[start]
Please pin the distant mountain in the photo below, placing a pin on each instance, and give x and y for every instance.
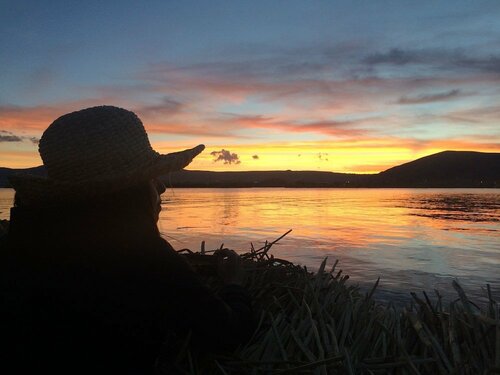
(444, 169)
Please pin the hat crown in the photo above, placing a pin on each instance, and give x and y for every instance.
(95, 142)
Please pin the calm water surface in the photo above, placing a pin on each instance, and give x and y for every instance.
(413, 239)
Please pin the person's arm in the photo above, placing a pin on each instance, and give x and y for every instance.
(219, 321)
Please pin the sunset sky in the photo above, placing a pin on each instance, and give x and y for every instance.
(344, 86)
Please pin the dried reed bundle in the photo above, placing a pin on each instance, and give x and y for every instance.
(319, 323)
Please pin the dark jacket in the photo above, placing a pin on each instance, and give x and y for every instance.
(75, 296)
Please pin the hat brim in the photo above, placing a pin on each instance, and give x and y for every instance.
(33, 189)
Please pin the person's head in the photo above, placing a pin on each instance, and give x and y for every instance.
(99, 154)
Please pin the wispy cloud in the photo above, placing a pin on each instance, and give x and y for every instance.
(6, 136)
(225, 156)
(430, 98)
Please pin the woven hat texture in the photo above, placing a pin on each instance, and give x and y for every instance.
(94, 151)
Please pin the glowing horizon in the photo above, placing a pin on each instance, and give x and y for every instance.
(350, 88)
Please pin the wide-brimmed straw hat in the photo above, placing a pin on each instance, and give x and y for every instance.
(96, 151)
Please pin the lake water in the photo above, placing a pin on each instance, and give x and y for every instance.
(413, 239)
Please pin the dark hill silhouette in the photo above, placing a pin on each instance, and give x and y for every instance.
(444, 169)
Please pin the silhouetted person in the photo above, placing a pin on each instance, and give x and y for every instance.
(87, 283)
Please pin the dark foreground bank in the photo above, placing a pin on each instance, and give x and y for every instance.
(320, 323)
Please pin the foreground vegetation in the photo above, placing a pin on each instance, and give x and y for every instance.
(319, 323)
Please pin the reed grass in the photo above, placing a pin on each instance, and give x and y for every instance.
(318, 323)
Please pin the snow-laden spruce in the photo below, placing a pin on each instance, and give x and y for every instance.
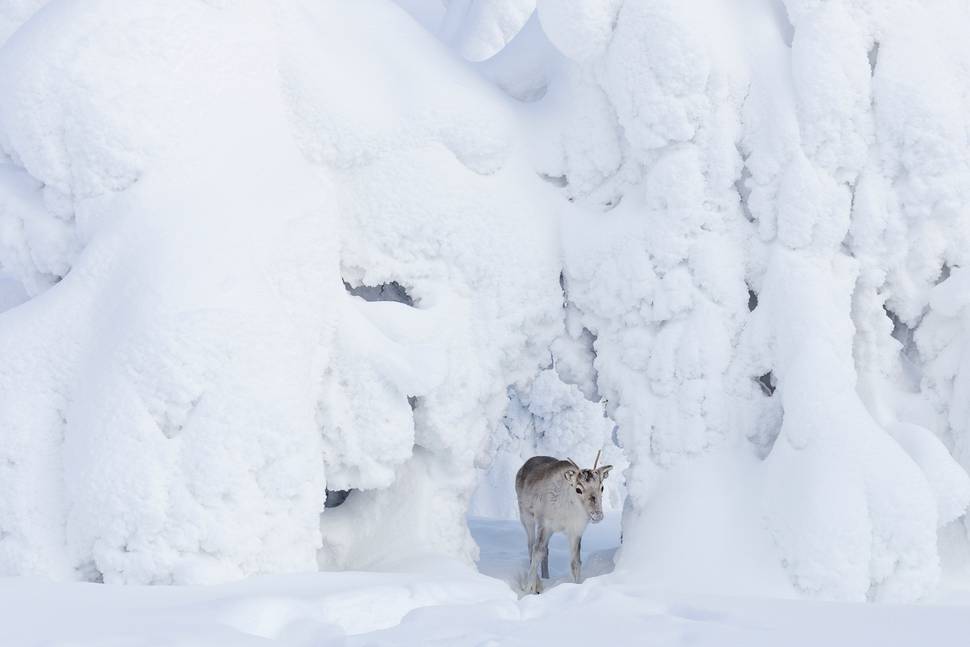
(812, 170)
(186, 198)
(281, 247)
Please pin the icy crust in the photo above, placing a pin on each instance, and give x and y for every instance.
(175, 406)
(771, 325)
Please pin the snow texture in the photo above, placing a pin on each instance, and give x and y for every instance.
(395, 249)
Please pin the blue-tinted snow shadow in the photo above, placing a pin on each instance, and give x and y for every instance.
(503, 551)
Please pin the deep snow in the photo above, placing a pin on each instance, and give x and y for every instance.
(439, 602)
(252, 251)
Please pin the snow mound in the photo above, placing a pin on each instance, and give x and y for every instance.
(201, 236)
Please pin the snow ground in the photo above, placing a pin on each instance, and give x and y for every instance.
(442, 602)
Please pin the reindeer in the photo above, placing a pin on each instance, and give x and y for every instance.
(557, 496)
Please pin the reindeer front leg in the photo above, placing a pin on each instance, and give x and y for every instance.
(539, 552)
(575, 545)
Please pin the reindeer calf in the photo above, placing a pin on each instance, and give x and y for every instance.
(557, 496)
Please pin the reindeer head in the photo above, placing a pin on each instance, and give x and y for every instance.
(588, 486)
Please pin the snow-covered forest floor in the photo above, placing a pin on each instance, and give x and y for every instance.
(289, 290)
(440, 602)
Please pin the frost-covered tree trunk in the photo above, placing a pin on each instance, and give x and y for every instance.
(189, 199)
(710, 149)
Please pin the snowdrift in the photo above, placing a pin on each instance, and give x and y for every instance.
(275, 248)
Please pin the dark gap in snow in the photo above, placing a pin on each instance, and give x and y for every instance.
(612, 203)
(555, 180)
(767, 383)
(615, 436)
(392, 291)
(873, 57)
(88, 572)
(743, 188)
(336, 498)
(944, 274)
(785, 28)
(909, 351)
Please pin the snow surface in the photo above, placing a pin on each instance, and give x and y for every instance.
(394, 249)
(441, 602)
[end]
[start]
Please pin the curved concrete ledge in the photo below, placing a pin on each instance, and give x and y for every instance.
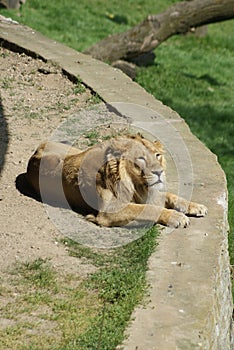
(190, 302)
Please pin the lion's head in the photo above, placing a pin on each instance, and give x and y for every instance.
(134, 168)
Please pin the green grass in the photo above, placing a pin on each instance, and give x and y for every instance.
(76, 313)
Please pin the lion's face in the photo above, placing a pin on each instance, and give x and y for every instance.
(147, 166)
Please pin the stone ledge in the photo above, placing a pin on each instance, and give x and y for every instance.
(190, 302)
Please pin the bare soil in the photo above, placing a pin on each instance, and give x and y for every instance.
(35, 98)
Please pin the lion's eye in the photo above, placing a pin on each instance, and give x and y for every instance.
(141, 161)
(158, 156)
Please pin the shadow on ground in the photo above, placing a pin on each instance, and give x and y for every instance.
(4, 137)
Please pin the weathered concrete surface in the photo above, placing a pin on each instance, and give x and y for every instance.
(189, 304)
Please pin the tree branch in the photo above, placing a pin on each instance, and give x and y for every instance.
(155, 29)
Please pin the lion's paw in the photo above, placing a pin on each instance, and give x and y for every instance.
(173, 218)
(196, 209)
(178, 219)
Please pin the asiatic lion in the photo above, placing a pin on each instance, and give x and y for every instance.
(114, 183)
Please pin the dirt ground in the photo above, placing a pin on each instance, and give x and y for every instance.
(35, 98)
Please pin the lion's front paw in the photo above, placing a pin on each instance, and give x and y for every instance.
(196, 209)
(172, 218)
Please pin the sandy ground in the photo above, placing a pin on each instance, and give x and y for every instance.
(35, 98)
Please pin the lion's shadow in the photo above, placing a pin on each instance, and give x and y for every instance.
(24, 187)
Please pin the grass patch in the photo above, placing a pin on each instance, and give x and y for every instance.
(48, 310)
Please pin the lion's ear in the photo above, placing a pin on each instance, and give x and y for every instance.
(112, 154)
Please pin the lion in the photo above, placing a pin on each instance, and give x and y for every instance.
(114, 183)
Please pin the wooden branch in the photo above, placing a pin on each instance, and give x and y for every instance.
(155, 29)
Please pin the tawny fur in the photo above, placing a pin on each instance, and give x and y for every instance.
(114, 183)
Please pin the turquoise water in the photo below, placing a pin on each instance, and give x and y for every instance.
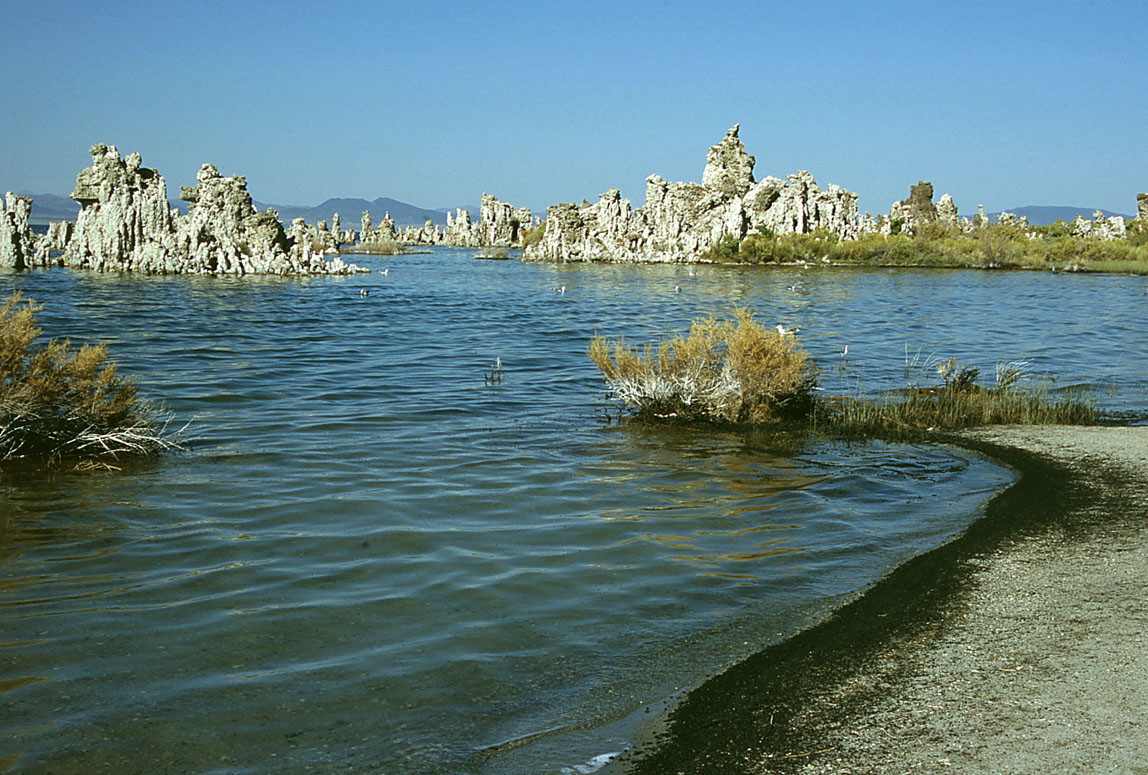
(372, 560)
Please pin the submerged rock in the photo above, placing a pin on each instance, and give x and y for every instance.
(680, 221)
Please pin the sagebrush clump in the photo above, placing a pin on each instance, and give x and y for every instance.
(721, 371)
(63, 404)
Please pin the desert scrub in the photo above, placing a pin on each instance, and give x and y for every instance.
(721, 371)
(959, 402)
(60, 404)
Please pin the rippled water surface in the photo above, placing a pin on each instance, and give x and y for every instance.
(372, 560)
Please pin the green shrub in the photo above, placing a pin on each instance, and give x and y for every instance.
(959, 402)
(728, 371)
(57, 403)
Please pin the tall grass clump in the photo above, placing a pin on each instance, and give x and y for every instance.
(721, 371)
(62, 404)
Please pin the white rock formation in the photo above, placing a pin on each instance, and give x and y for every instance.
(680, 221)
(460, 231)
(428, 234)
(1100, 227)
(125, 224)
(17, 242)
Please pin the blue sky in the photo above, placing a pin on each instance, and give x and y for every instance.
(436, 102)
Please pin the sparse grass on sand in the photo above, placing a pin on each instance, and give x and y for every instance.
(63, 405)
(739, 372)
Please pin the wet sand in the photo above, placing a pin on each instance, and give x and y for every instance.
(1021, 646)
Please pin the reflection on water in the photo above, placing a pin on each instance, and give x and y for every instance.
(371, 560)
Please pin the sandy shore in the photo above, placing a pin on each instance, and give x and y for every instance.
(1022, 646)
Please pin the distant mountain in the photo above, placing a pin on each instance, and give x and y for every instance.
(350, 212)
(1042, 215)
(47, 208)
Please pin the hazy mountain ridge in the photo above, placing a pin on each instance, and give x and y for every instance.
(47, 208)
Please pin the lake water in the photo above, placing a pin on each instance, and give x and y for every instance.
[end]
Work to be completed:
Quote the listing verbatim from the line with "Please pin the sparse" to the line with "(1022, 646)", including both of those lines.

The completed task:
Please pin the sparse grass on sand in the photo above, placing a pin on each instance, and give x and y for every instance.
(63, 405)
(739, 372)
Please pin the wet sand in the photo above, placing a pin on each instance, and give x and y for every instance.
(1021, 646)
Please pin the reflection on water in the photo above, placing a pin on each instance, and give x and y for every instance.
(371, 560)
Please pin the sandy shore in the photo above, placing a pin on each instance, and give x and y for every instance.
(1022, 646)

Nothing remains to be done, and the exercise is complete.